> _ÜBUNGSAUFGABEN_
- 1) Übersetze diesen Satz aus dem Textauszug ins Englische: „Wissenschaftler untersuchen die Zustimmung zu den bundesweiten Corona-Demos – und wie verbreitet der Glaube an Verschwörungsmythen ist.“
- 2) Beantworte anhand des Textauszugs:
(a) Wer profitiert nach dem, was der Verwandte raunt, in Wirklichkeit von der Pandemie?
(b) Wie viel Prozent der Befragten halten die Corona-Einschränkungen laut Julia Becker für sinnvoll?
(c) Was wollte Julia Becker mit ihrer Studie herausfinden, außer die Stimmung in der Bevölkerung zu sondieren?

> _TEXTAUSZUG_
=-=-=-=-=
Unzufriedenheit, Misstrauen, Abwehrhaltung: Wie groß ist der Resonanzboden für die Corona-Proteste?

Wissenschaftler untersuchen die Zustimmung zu den bundesweiten Corona-Demos – und wie verbreitet der Glaube an Verschwörungsmythen ist.

Sie bekommen derzeit viel Aufmerksamkeit: die Zornigen, die überall in der Republik gegen die Corona-Maßnahmen auf die Straße gehen. Und sie scheinen nicht allein zu sein.

Da ist der Nachbar, der mit den wachsenden Verlusten seines Betriebes zunehmend frustriert ist. Oder der Verwandte der raunt, in Wirklichkeit profitiere Microsoft-Gründer Bill Gates von der Pandemie.

Die Proteste scheinen anschlussfähig zu sein bis weit in die Gesellschaft hinein. Aber wie groß ist er wirklich: der Resonanzboden für die Anti-Lockdown-Proteste? Wie anfällig sind die Deutschen für Verschwörungstheorien? Könnte die Stimmung in der Gesellschaft kippen?

Zunächst muss man immer im Hinterkopf haben, dass die Zustimmung zur Regierungspolitik hoch ist: „70 Prozent der von uns Befragten halten die Corona-Einschränkungen für sinnvoll. 30 Prozent sind skeptisch“, sagt die Professorin Julia Becker von der Uni Osnabrück.

Sie hat eine repräsentative Studie durchgeführt, um herauszufinden, was die Demonstranten antreibt, aber auch um die Stimmung in der Bevölkerung zu sondieren.
=-=-=-=-=
> _BEREITGESTELLTE EINTRÄGE_
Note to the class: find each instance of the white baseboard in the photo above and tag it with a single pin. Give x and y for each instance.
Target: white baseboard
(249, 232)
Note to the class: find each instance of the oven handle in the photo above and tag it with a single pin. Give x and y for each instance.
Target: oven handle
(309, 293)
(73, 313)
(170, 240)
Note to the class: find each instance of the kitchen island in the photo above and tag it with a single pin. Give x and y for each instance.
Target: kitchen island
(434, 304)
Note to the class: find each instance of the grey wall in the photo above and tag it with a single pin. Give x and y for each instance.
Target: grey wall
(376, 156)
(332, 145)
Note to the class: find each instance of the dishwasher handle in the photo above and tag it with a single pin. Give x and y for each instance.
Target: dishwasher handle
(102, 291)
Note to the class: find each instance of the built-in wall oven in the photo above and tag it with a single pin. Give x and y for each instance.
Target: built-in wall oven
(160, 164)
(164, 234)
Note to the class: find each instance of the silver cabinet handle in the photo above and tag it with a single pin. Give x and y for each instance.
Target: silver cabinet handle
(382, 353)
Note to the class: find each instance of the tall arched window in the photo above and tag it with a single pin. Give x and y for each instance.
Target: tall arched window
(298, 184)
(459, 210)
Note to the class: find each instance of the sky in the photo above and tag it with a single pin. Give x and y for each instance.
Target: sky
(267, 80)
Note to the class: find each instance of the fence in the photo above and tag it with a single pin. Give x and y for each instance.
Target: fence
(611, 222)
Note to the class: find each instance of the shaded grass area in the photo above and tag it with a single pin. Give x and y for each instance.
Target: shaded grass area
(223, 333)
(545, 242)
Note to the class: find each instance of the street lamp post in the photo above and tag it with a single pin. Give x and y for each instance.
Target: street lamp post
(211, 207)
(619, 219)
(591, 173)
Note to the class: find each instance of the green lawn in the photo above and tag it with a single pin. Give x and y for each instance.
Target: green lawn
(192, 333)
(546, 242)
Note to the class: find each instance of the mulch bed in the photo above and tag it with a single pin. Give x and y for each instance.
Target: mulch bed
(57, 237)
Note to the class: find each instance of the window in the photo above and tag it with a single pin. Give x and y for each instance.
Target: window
=-=-=-=-=
> _LÖSUNGEN_
- 1) Scientists are examining support for the nationwide coronavirus protests – and how widespread belief in conspiracy myths is.

- 2)
(a) Microsoft-Gründer Bill Gates
(b) 70 Prozent
(c) Was die Demonstranten antreibt